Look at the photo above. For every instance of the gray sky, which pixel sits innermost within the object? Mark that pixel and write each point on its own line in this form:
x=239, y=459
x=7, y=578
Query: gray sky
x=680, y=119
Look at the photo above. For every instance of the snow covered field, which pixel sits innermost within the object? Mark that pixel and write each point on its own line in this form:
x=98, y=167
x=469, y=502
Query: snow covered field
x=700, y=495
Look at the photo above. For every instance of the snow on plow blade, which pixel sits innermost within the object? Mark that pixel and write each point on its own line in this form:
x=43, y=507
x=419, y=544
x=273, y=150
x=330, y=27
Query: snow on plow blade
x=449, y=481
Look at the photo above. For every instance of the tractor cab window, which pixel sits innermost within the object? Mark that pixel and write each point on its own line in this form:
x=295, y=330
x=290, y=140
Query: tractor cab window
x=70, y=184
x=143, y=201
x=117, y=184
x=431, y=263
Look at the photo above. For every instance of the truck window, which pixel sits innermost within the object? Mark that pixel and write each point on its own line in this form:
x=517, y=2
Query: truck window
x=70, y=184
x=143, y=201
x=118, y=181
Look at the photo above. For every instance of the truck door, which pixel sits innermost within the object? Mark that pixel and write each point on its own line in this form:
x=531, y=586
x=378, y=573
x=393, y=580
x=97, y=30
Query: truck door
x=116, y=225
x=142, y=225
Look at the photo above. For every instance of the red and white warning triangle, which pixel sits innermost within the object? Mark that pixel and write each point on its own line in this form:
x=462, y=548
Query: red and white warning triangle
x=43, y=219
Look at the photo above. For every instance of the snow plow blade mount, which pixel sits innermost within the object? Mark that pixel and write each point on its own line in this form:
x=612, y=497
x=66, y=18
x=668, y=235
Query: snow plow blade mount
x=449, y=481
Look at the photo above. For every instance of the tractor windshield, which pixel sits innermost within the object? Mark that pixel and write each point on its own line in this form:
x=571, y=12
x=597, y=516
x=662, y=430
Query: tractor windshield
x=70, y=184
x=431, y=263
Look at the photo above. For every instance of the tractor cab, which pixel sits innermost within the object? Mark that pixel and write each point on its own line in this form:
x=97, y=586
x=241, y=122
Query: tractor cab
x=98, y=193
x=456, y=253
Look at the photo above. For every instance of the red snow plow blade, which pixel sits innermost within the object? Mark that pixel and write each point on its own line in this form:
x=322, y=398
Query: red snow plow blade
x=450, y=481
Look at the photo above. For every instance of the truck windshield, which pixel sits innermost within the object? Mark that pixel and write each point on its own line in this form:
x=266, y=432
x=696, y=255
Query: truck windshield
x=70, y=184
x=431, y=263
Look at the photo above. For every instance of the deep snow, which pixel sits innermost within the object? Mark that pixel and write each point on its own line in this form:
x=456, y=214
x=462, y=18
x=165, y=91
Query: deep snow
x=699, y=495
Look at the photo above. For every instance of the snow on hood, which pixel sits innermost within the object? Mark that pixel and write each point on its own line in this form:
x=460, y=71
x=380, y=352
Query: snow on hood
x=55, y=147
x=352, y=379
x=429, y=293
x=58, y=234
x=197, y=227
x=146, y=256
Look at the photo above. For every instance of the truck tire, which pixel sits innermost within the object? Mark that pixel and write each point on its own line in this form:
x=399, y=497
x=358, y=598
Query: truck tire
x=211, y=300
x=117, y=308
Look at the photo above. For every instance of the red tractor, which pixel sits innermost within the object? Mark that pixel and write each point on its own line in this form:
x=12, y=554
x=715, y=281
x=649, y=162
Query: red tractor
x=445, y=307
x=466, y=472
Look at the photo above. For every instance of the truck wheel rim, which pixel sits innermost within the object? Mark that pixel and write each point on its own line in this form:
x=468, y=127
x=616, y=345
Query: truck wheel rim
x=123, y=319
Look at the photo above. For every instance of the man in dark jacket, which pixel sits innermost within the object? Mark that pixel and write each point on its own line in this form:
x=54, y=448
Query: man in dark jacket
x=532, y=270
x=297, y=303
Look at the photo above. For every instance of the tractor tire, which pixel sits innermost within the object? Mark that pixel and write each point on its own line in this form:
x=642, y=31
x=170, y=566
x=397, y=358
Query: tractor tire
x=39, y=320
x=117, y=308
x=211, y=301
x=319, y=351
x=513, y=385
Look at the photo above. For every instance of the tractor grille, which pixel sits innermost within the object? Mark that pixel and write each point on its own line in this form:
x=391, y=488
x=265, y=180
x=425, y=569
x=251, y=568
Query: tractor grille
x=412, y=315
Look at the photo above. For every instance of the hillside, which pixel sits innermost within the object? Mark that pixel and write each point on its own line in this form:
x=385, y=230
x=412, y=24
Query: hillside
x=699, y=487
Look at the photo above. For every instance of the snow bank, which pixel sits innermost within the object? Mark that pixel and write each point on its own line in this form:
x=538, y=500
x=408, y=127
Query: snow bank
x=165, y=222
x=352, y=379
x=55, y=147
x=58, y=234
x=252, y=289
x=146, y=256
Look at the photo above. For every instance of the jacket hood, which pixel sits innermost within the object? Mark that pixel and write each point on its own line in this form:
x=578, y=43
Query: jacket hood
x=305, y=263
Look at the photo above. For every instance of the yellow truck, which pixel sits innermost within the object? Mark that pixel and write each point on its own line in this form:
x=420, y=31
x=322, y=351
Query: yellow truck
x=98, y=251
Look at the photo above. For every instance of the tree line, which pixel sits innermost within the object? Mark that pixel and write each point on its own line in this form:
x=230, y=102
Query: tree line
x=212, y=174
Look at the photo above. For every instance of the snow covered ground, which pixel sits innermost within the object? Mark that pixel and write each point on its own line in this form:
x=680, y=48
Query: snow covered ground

....................

Exercise: Leaving no line out, return the data above verbatim.

Task result:
Look at the photo above. For every instance of the gray sky, which pixel sits innermost within the object? Mark that pixel and write each point on its own line in this form:
x=239, y=459
x=7, y=578
Query: gray sky
x=680, y=119
Look at the photo above. For every instance of the snow covered field, which pixel sits innermost within the object? Mark that pixel and write each point on its own line in this form:
x=98, y=167
x=469, y=502
Query: snow covered field
x=700, y=495
Look at the photo above. For every instance of the snow on plow blade, which pixel sits innermost within the object? Mark that pixel and write each point on its own line in this form:
x=43, y=507
x=419, y=544
x=273, y=150
x=330, y=27
Query: snow on plow blade
x=449, y=481
Look at the photo above. For every instance of the tractor cab window, which pixel sits innermost within the object? Mark that pixel and write each point on its own line in this form:
x=295, y=330
x=290, y=140
Query: tractor cab window
x=70, y=184
x=143, y=201
x=117, y=184
x=431, y=263
Look at the photo above. For every instance of the truck window, which pixel sits innermost within the object? Mark that pixel and write each point on its own line in this form:
x=517, y=2
Query: truck window
x=70, y=184
x=143, y=201
x=118, y=181
Look at the photo above. For every instance of the truck door, which pixel sits innermost within the object? Mark that pixel and write each point on its own line in this form:
x=531, y=586
x=378, y=573
x=393, y=580
x=97, y=30
Query: truck door
x=116, y=225
x=142, y=225
Look at the photo above. For every instance of the red and white warning triangle, which pixel sits innermost within the object? Mark that pixel and write each point on its own line in this form:
x=462, y=548
Query: red and white warning triangle
x=43, y=219
Look at the photo above. For every instance of the snow plow blade mount, which pixel sits innermost within the object? Mark that pixel and write each point on its own line in this form:
x=612, y=497
x=66, y=18
x=668, y=235
Query: snow plow blade mount
x=449, y=481
Look at the photo above. For every instance of the tractor windshield, which pixel sits innermost within the object? Mark that pixel and write each point on its own line in this form:
x=571, y=12
x=597, y=516
x=662, y=430
Query: tractor windshield
x=70, y=184
x=431, y=263
Look at the photo above. For every instance of the tractor cab, which pixel sits innermost within the object? Mark that pixel and write each point on its own line in this form:
x=97, y=586
x=241, y=122
Query: tractor cab
x=98, y=193
x=456, y=253
Look at the photo above. For every instance of the red snow plow blade, which pixel sits innermost within the object? Mark that pixel and write each point on its own line in this form:
x=322, y=398
Query: red snow plow blade
x=450, y=481
Look at the photo above. For every instance of the truck windshield, which pixel sits innermost within the object? Mark that pixel and write each point on its own line in this form:
x=266, y=432
x=696, y=255
Query: truck windshield
x=70, y=184
x=431, y=263
Look at the photo above. For every instance of the deep snow, which pixel sits innermost within the object? Mark that pixel and write each point on its own line in this form:
x=456, y=214
x=462, y=18
x=165, y=91
Query: deep snow
x=699, y=495
Look at the photo above. For every instance of the snow on hood, which pixel sits innermost within the object? Mark that pixel and write each point on its own line in this form:
x=460, y=71
x=380, y=352
Query: snow on hood
x=55, y=147
x=352, y=379
x=429, y=293
x=58, y=234
x=197, y=227
x=146, y=256
Look at the photo above. For every instance of the truck tire, which pixel sits innermost within the object? Mark that pixel and write each point on its own line in this form:
x=399, y=497
x=358, y=598
Query: truck tire
x=211, y=300
x=117, y=308
Look at the photo above. For every instance of the red tractor, which pixel sits innermost within the object? Mark that pixel and write each point on its own line in this form:
x=12, y=554
x=715, y=281
x=649, y=162
Query: red tractor
x=445, y=307
x=466, y=472
Look at the photo above. For every instance of the truck wheel rim, which pixel sits innermost within the object? Mark that pixel and write each point on its own line in this form:
x=468, y=127
x=616, y=345
Query: truck wheel rim
x=123, y=319
Look at the photo above. For every instance of the man in dark jacket, which pixel sits innermost within the object? Mark that pixel and write each point on its own line in this form:
x=54, y=448
Query: man in dark jacket
x=532, y=270
x=297, y=303
Look at the photo above. For every instance of the tractor tire, which pixel sits innermost within the object? Mark that pixel and write each point on its own line in this form:
x=642, y=31
x=170, y=566
x=397, y=358
Query: tractor tire
x=39, y=320
x=117, y=308
x=211, y=301
x=319, y=351
x=513, y=385
Look at the photo above. For every instance of the tractor grille, which pixel sits innermost within the object? Mark that pixel and write each point on its own line in this form:
x=391, y=488
x=265, y=180
x=425, y=569
x=251, y=568
Query: tractor grille
x=412, y=315
Look at the photo above. For every instance of the hillside, which pixel sits innermost within the object? Mark that pixel and write each point on its own line in this form:
x=385, y=230
x=412, y=24
Query: hillside
x=699, y=487
Look at the photo above. For every instance of the snow bank, which pixel sits innermost within the object? Mark that pixel and write each point on its own line in this form:
x=538, y=500
x=408, y=127
Query: snow bank
x=165, y=222
x=352, y=379
x=55, y=147
x=58, y=234
x=252, y=289
x=146, y=256
Look at the photo above. For every instance of the jacket hood, which pixel sits innermost within the object? Mark that pixel and write each point on its own line in this form:
x=578, y=43
Query: jacket hood
x=305, y=263
Look at the photo above. For every instance of the yellow truck, which pixel sits innermost within the object? Mark that pixel and write each point on its own line in this form:
x=420, y=31
x=322, y=351
Query: yellow truck
x=98, y=251
Look at the photo above. For every instance of the tree line, which pixel sits innermost within the object? Mark that pixel and write each point on its own line in this form:
x=230, y=102
Query: tree line
x=212, y=174
Look at the photo above. For every instance of the snow covered ground, which pixel sits innermost within the object? Mark that pixel and write each point on its own line in this form:
x=680, y=48
Query: snow covered ground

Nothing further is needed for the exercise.